On 6/7/06, Roy Wright <[EMAIL PROTECTED]> wrote:
Daniel da Veiga wrote:
> I'm watching this topic with curiosity, I have switched to ~x86
> recently and after it all (and a few debugging) I have all my packages
> testing now, but have not switched to the new GCC for fear of things
> breaking beyound my knowledge on how to fix it. So, if people start
> replying saying things are stable with the new GCC I might switch to
> it completely and wait a few days before the "emerge -e system &&
> emerge -e world" completes.
>
I was running stable with a lot of testing unmasked.  Then upgraded
to gcc-4.1.1 with an immediate emerge -s && emerge -e, which went
mostly smooth.

Then decided to go ~x86 for the system.  That is where the pain was,
particularly expat which caused most of kde/gnome to need to be
upgraded.  Unfortunately a lot of the tools to do the rebuild also
depended on expat.  So it was update a few packages, rebuild a tool,
update a few more packages, ...  Lesson learned is when upgrading
to expat-2, immediately take the hours needed to do the
revdep-rebuild (in all honesty, I didn't see the ewarn message
because I was upgrading 448 packages).  It really would have been
nice if the expat-2 emerge package died after giving the instructions
to revdep-rebuild...
• • • • • • •
• [Problems to work on]:
[A] Summarize the message about upgrading to gcc-4.1.1 and switching to ~x86 in two sentences.
[B] Carry on the message about upgrading to gcc-4.1.1 and ~x86, picking up right after its last sentence.
You won't need the source records.

Source records:
• • • • • • •
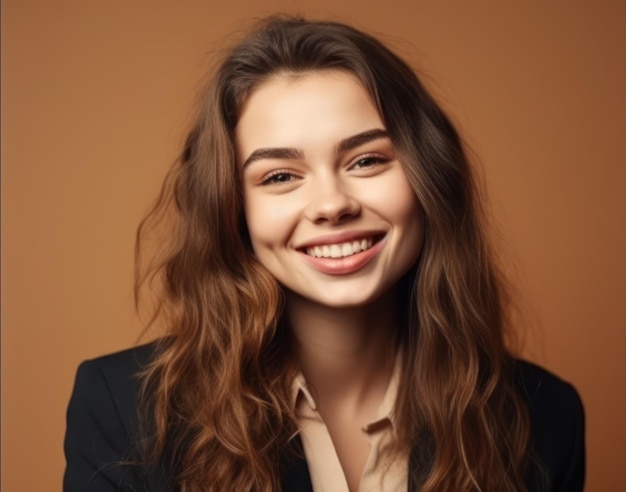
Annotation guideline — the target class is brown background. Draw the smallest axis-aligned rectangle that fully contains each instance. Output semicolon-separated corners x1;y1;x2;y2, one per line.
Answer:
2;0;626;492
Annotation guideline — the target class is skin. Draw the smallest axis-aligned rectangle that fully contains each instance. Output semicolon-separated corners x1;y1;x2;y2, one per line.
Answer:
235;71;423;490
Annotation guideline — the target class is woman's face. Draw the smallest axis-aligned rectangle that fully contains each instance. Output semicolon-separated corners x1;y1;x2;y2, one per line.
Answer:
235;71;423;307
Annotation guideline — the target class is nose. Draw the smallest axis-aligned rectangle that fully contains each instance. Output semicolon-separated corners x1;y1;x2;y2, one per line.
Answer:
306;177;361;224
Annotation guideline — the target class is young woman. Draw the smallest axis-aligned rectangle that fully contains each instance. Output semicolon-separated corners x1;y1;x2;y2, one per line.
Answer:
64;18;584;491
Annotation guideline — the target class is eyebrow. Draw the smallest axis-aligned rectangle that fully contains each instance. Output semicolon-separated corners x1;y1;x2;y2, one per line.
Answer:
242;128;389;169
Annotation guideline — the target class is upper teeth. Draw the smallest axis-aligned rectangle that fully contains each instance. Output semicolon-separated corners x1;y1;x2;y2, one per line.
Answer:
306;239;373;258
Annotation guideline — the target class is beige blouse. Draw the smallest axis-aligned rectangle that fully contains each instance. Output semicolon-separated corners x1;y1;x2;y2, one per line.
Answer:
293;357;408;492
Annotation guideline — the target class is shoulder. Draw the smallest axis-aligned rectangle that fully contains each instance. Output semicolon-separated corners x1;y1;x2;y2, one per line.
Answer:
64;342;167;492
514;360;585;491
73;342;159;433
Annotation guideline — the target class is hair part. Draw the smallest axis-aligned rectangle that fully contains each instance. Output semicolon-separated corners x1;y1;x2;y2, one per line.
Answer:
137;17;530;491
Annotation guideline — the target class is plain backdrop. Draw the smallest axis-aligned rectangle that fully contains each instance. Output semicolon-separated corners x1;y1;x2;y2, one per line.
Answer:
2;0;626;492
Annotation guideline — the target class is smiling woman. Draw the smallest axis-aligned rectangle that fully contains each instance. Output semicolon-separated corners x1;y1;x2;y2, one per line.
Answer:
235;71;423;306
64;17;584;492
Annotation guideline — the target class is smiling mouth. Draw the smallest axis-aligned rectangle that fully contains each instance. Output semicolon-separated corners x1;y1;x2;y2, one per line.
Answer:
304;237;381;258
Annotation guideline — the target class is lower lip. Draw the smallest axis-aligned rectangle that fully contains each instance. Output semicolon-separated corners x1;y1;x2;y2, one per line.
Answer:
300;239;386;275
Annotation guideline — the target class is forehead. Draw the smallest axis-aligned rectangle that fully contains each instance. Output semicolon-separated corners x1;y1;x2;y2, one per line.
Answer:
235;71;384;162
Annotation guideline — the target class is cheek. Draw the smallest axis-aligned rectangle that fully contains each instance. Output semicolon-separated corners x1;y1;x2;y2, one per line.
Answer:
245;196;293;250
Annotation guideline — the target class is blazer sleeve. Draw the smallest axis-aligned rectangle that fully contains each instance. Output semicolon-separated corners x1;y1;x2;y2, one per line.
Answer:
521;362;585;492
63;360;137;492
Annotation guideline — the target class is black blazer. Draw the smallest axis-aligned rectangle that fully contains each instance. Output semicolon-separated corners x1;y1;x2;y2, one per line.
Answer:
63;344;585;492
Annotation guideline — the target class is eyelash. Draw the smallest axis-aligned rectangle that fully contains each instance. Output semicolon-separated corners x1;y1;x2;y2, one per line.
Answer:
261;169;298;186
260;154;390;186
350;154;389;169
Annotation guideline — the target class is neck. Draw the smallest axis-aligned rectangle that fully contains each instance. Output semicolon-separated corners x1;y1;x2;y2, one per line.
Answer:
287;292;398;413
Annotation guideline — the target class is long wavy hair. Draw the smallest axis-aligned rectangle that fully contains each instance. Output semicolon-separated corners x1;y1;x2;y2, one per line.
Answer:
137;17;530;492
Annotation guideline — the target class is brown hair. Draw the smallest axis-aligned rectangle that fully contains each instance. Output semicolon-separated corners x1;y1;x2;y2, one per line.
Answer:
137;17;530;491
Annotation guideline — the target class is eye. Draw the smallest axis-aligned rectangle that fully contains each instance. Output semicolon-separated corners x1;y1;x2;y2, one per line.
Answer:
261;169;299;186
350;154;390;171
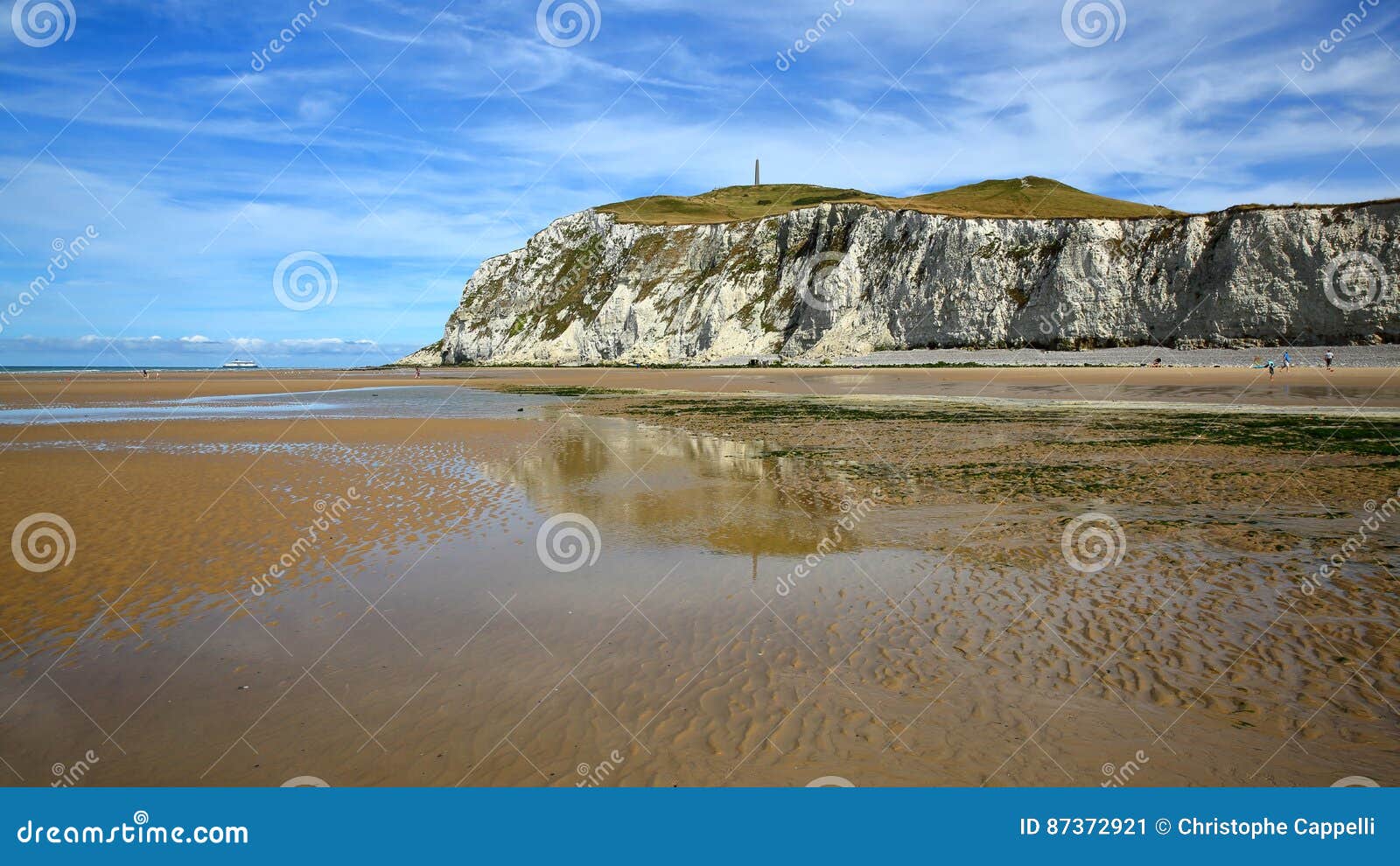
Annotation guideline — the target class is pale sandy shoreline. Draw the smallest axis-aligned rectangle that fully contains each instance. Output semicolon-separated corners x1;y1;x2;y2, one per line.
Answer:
• • • • • • •
• [Answers provided]:
[A] The writer was running stable with much of testing unmasked, then upgraded to gcc-4.1.1 and rebuilt everything, which went mostly smoothly. The painful part was moving the system to ~x86, where the expat upgrade forced most of KDE and GNOME to be updated while many rebuild tools also depended on expat, so the writer advises running revdep-rebuild right after upgrading to expat-2.

[B]
So far (5 days) the system has been real nice, no problems.  KDE
appears (subjective) faster (with USE=kdehiddenvisibility).  So +1 on
upgrading a ~x86 to gcc-4.1.1.

For those considering stable to testing, the main changes are
pam-logon/shadow (unmerge pam-logon), coldplug/udev (unmerge
coldplug), expat (revdep-rebuild), ocaml (dependent packages must
be manually rebuilt afterwards).


That is some precious info. I'll remember that when switching next week, thanks.
I will not have much problems with dependencies/blocks and stuff
because I already switched the whole tree to ~x86, masking some
blocks, so, now it is just a matter of recompiling stuff. Anyway, If I
switch, do the emerge -e system and world and eventually stop, nothing
will (in theory) be broken as long as I mantain compatibility
libraries right? I'll switch from 3.4.5 to 4.1, dunno if there were
substancial changes like when switching from 3.3 to 3.4. Anyway, gotta
read the gcc upgrade guide again.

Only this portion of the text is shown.